▸ WHAT YOU ARE ASKED TO DO
Each line of the data has to be written out again exactly as shown.

(THE DATA begins)

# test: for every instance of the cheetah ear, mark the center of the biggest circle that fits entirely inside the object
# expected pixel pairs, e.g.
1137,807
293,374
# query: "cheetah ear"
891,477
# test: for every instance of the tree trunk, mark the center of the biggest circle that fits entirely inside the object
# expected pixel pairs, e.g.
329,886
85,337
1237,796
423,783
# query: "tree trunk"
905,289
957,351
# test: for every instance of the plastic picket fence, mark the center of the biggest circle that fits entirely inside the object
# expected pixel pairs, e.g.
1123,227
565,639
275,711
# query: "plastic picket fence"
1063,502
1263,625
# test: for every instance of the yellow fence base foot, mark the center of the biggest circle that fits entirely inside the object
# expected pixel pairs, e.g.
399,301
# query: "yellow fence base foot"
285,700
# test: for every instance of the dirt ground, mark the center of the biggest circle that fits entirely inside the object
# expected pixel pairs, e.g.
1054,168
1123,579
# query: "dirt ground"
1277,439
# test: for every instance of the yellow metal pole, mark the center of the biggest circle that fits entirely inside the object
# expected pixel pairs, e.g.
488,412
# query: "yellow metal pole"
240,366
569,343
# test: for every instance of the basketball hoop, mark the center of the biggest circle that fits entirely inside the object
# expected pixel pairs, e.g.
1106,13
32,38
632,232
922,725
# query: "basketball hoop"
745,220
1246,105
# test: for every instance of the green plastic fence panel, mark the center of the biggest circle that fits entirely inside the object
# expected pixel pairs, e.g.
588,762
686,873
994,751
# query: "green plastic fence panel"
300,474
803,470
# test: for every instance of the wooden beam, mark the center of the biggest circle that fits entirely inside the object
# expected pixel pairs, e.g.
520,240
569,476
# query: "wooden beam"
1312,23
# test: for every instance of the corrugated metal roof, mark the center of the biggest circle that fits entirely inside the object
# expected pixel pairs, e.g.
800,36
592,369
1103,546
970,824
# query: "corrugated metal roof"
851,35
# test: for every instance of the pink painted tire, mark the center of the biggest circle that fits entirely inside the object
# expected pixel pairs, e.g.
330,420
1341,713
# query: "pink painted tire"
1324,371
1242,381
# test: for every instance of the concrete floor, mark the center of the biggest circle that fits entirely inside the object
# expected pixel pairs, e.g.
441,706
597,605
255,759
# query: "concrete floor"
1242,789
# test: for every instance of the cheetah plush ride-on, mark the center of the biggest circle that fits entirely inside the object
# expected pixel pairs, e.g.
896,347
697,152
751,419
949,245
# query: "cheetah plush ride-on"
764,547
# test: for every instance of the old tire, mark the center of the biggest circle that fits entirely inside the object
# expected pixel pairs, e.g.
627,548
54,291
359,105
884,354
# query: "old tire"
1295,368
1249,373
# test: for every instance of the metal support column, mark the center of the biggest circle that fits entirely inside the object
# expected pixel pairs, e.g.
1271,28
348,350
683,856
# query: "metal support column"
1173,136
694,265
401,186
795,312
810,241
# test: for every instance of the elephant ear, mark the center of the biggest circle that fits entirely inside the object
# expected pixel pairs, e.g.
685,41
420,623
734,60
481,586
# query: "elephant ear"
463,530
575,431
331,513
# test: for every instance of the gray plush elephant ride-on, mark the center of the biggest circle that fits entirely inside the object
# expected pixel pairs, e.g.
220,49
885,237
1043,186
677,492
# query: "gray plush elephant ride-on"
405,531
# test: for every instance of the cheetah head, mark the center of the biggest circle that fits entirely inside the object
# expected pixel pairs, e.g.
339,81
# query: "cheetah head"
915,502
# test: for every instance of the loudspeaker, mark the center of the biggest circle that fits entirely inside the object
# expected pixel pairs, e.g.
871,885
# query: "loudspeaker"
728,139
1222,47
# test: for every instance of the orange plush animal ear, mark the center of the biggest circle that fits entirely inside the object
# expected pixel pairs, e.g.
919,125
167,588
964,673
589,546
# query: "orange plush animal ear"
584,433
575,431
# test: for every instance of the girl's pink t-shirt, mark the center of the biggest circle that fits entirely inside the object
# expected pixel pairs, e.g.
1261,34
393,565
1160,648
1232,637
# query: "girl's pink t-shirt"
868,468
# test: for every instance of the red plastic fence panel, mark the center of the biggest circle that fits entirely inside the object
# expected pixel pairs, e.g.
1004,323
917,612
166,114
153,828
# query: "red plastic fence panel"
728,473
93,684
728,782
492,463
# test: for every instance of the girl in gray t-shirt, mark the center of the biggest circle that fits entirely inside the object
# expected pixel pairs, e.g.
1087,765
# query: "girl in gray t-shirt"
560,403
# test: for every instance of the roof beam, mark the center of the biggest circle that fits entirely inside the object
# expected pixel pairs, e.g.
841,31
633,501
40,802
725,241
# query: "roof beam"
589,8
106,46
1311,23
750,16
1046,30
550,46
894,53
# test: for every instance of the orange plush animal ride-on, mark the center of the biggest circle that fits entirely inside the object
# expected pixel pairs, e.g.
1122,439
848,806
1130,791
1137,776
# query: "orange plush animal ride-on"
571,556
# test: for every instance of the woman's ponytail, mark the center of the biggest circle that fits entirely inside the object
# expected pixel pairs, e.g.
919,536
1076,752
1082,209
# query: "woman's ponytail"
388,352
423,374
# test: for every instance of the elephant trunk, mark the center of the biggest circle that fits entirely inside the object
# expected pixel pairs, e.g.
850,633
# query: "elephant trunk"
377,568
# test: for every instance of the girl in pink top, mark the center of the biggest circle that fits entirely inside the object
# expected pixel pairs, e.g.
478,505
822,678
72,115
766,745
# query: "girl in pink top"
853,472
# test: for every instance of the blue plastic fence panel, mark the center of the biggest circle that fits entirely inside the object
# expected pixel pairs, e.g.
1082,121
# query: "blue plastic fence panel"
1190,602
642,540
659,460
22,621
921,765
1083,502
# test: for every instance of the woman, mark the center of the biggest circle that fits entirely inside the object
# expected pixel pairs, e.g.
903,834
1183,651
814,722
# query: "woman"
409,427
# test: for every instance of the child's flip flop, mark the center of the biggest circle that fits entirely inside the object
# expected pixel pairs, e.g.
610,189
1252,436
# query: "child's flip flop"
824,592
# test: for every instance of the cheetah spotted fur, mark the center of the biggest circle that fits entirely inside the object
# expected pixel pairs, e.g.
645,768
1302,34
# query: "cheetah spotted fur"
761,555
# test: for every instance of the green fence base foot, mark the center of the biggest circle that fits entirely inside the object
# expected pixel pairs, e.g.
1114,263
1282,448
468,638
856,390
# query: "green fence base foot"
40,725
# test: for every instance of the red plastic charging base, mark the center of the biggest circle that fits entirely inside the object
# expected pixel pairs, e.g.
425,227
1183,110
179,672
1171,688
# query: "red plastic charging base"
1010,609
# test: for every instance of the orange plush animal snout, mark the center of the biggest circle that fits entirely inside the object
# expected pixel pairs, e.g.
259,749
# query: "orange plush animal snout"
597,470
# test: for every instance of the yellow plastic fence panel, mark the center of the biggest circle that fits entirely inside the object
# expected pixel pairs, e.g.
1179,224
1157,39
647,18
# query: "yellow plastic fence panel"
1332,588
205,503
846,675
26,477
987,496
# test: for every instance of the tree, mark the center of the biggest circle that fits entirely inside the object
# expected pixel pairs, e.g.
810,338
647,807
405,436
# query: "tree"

(THE DATA ends)

▸ RESULT OF THIS TASK
# test: for every instance of the cheetah ear, mark the center of the biggest circle that fits entirely inside the object
# expected pixel pairs, e.g.
1137,807
293,374
# query: "cheetah ear"
891,477
# test: for every instance of the tree trunk, mark the center of the biggest circle that fits entirely inside the object
# expected pixel pairs, e.g.
329,886
85,337
1237,796
423,783
# query: "tree trunk"
905,289
957,351
# test: for every instance of the plastic picket fence, mark the center of the biggest circle that fits entirely inside the object
# expected pixel pairs, e.g.
1123,227
565,639
275,711
# query: "plastic picket fence"
1063,502
1263,625
# test: for every instance of the yellow fence base foot, mark the center of the biggest circle that fits entirely inside the object
# expected pixel pairs, e.g.
399,301
# query: "yellow fence base foot"
285,700
# test: for every instance of the dirt ground, mark the center of the biggest circle that fits entirely inside the object
# expected pixel pairs, e.g.
1054,168
1123,579
# query: "dirt ground"
1277,439
# test: for every instance of the yellow metal pole, mark the center of the biggest circle that fits entirely inside the object
# expected pixel pairs, e.g.
488,412
# query: "yellow metal pole"
240,366
569,343
# test: for every instance of the basketball hoop, mark the center of the biggest circle that fits entirely inside the object
# expected pixel pairs, e.g.
1106,13
32,38
632,232
922,725
# query: "basketball hoop"
745,220
1246,105
# test: for every instance of the green plastic fence panel, mark the center of the biggest circle that fits entirely inside the object
# expected pixel pairs, e.g.
588,762
686,873
994,751
# query: "green plastic fence panel"
300,474
803,470
# test: for every instance of the wooden beam, mark the center of the biggest circle that fits entirely inside the object
# expected pixel pairs, e.g.
520,240
569,476
# query: "wooden beam"
1312,23
# test: for every instance of the corrugated metal roof, mark the center of the biggest circle that fits entirely inside the object
# expected pixel pairs, e.g.
800,36
592,369
1103,546
970,824
# query: "corrugated metal roof"
851,35
# test: for every instance of the pink painted tire, mark the center of the biggest circle that fits entirely inside the object
# expected pixel pairs, e.g.
330,420
1341,713
# query: "pink painted tire"
1324,371
1242,381
# test: for every instance of the concrete floor, mark the center of the biggest circle that fits entirely inside the object
# expected pixel pairs, e.g.
441,706
597,605
255,759
# query: "concrete floor"
1242,789
# test: for every instance of the cheetah plush ride-on, mark the center of the biggest circle that fits entirely inside the object
# expected pixel pairs, e.g.
896,347
697,152
751,419
949,245
# query: "cheetah plush ride-on"
764,547
# test: for every instance of the old tire, mark the center of the biggest circle that fits entirely inside the object
# expected pixel pairs, e.g.
627,548
54,291
359,105
884,354
# query: "old tire"
1295,368
1249,373
# test: for every instance of the metal support column, mark the center of the biggest circle that fits entirely inside the object
# expected pixel pairs, e.g.
1271,28
348,350
683,856
# query: "metal support column"
1173,136
694,265
401,186
795,312
810,241
# test: for every instance of the elephant ear, mark the center of the biggest circle that fits entirely inside the object
# expected pixel pairs, e.g.
685,41
420,623
734,60
481,586
# query: "elephant ear"
463,530
575,431
331,513
# test: for every instance of the gray plush elephant ride-on, mark the center of the biggest circle that fits entirely inside the object
# expected pixel pairs, e.g.
220,49
885,237
1043,186
677,492
# query: "gray plush elephant ride-on"
405,531
# test: for every instance of the cheetah head, mark the center of the biggest circle that fits entirely inside the object
# expected pixel pairs, e.g.
339,81
# query: "cheetah head"
915,502
# test: for every instance of the loudspeaker, mark the center of the biggest circle that fits entirely inside the object
# expected pixel pairs, e.g.
871,885
# query: "loudspeaker"
728,139
1222,47
# test: for every instance of the orange plush animal ear, mark the center of the biggest circle that fits entirely inside the object
# expected pixel pairs, e.g.
919,125
167,588
964,673
589,546
# query: "orange plush animal ear"
584,433
575,431
# test: for every instance of the girl's pink t-shirt, mark the center of the biggest circle that fits entirely inside the object
# expected pixel pairs, e.g.
1261,34
393,565
1160,648
1232,637
# query: "girl's pink t-shirt"
868,468
# test: for every instance of the red plastic fence panel, mark the center of the biggest circle that fits entirely inside the object
# expected pixel pairs, e.g.
1004,323
917,612
166,114
153,828
# query: "red plastic fence panel"
728,473
93,684
728,782
492,463
# test: for every instance of the girl in gray t-shirt, mark the center of the biggest circle that fits entirely inside the object
# expected pixel pairs, e.g.
1087,765
# query: "girl in gray t-shirt"
560,403
# test: for every instance of the roof beam, mark the center of the biggest circle that fits entirely inside the object
# expected pixel pairs, e.g.
841,31
633,501
40,802
725,241
# query: "roof beam"
589,8
106,46
1311,23
750,16
1046,30
550,46
894,53
# test: for every instance of the orange plush animal ride-on, mark the center of the biggest circle that fits entirely inside the object
# expected pixel pairs, e.g.
1122,439
848,806
1130,791
1137,776
# query: "orange plush animal ride-on"
571,556
# test: for every instance of the woman's ponytail, mark the center of the biggest circle that fits entirely inside the object
# expected pixel pairs, e.g.
919,536
1076,752
1082,209
# query: "woman's ponytail"
388,352
423,374
# test: for every instance of the elephant trunk, mark the center of the biggest circle that fits entirely inside the object
# expected pixel pairs, e.g.
850,633
# query: "elephant trunk"
377,568
# test: for every instance of the girl in pink top, mark the center of the biggest circle that fits entirely inside the object
# expected pixel pairs, e.g.
478,505
822,678
72,115
766,745
# query: "girl in pink top"
853,472
# test: for every instance of the blue plastic fence panel, mark the center of the biggest circle that fits entirely inside the object
# expected pixel pairs, e.g.
1082,121
# query: "blue plastic fence panel"
1190,602
642,540
659,460
22,621
921,765
1083,502
# test: for every instance of the woman, mark the center of the biggest circle that fits entirely inside the object
# expected pixel pairs, e.g.
903,834
1183,651
814,722
# query: "woman"
409,427
# test: for every instance of the child's flip flop, mark the center of the biggest circle that fits entirely inside the object
# expected pixel pairs, e.g.
610,189
1252,436
# query: "child's flip flop"
824,592
# test: for every instance of the cheetah spotted fur, mark the center of the biggest circle that fits entirely inside the object
# expected pixel pairs, e.g.
645,768
1302,34
# query: "cheetah spotted fur"
761,555
# test: for every instance of the green fence base foot, mark the center of the biggest circle that fits entirely inside the object
# expected pixel pairs, e.g.
1114,263
1282,448
468,638
856,390
# query: "green fence base foot"
40,725
# test: for every instance of the red plastic charging base, mark the center of the biggest circle that fits entirely inside the object
# expected pixel pairs, e.g.
425,227
1183,110
179,672
1171,688
# query: "red plastic charging base"
1010,609
# test: for every instance of the orange plush animal snout, mark the center of the biggest circle that fits entirely inside the object
# expected pixel pairs, e.g.
259,749
# query: "orange plush animal snout"
597,470
# test: for every instance of the yellow plastic fence panel, mark the center of the biggest circle that fits entirely inside the object
# expected pixel pairs, e.g.
1179,224
1157,39
647,18
# query: "yellow plastic fence panel"
1332,588
205,503
846,675
26,477
987,496
# test: for every instance of the tree, mark the center of the biggest circle that fits entirely inside the object
# expected pixel pairs, e.g.
810,338
647,807
405,436
# query: "tree"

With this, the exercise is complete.